┌────────

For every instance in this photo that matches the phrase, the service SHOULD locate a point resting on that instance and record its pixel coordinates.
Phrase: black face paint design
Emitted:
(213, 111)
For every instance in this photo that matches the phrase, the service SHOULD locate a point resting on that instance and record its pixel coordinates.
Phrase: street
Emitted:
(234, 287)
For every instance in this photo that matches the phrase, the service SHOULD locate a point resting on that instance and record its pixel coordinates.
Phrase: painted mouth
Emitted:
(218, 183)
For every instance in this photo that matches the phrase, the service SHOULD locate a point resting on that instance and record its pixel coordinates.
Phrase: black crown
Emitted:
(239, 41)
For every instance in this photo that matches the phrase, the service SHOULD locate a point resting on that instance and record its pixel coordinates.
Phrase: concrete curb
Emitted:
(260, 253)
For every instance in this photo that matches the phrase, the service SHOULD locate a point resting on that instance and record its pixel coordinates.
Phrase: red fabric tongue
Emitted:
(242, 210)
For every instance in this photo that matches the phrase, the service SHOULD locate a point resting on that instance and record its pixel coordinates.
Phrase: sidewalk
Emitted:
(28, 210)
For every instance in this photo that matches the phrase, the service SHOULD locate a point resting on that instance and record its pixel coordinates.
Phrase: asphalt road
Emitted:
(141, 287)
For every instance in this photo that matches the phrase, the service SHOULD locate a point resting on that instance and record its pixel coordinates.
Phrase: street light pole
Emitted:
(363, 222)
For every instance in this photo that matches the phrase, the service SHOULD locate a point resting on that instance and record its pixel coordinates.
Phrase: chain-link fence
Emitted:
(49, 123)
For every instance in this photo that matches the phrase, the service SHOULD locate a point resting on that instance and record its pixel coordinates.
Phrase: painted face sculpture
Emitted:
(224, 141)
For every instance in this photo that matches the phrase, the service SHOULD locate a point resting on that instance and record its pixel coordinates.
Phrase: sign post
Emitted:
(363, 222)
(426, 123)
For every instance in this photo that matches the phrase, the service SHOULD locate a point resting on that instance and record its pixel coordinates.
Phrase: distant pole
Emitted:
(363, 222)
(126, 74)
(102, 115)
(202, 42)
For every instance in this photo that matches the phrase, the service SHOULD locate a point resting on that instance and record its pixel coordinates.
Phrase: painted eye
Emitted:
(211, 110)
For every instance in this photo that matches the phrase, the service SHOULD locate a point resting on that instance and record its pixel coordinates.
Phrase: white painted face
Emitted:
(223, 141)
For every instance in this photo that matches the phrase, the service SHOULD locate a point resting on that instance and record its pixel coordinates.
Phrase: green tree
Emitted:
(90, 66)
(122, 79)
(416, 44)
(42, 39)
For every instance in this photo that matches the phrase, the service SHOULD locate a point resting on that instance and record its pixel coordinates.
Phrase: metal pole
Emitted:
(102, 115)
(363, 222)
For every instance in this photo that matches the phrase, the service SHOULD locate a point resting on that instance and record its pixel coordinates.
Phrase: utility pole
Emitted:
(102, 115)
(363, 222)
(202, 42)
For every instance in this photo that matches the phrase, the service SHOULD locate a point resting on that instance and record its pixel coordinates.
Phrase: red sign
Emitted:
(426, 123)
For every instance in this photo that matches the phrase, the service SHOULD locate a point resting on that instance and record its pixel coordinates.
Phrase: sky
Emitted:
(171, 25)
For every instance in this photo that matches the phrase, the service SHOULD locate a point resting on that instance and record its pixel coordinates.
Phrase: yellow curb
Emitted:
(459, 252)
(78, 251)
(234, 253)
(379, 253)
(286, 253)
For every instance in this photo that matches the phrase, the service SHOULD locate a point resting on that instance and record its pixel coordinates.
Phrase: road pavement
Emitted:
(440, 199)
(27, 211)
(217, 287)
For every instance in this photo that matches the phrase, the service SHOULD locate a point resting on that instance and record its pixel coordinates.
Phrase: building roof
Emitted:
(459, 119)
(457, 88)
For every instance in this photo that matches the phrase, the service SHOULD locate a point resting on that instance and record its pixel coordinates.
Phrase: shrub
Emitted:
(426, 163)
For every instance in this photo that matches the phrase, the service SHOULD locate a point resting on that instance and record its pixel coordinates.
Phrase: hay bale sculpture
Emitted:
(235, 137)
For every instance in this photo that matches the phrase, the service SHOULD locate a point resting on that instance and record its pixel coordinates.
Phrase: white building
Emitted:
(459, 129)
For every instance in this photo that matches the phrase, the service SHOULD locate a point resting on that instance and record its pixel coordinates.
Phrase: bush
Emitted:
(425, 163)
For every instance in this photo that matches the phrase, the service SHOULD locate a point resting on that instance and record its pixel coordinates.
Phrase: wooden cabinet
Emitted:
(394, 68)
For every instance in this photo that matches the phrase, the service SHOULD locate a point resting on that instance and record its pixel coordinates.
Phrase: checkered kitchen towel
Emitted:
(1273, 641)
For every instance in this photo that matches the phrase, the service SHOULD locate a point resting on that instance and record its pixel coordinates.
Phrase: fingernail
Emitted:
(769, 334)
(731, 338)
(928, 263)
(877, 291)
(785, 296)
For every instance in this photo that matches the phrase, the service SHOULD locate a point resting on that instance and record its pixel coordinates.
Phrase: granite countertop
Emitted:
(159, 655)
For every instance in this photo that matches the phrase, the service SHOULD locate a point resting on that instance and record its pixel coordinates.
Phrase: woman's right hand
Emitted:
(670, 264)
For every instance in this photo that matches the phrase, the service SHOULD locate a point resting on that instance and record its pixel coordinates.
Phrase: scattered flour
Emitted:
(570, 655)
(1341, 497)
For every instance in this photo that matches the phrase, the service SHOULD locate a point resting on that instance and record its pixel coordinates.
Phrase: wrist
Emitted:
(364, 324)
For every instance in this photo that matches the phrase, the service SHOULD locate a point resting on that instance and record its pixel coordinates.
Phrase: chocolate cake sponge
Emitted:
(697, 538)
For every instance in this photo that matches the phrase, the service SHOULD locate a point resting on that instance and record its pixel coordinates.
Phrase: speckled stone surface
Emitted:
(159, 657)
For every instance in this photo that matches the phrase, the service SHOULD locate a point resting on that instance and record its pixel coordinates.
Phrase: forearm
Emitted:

└────────

_Exercise goal_
Count how many lines of the items above contain the word "sculpture", and reply with only that number.

_Answer for this exercise_
2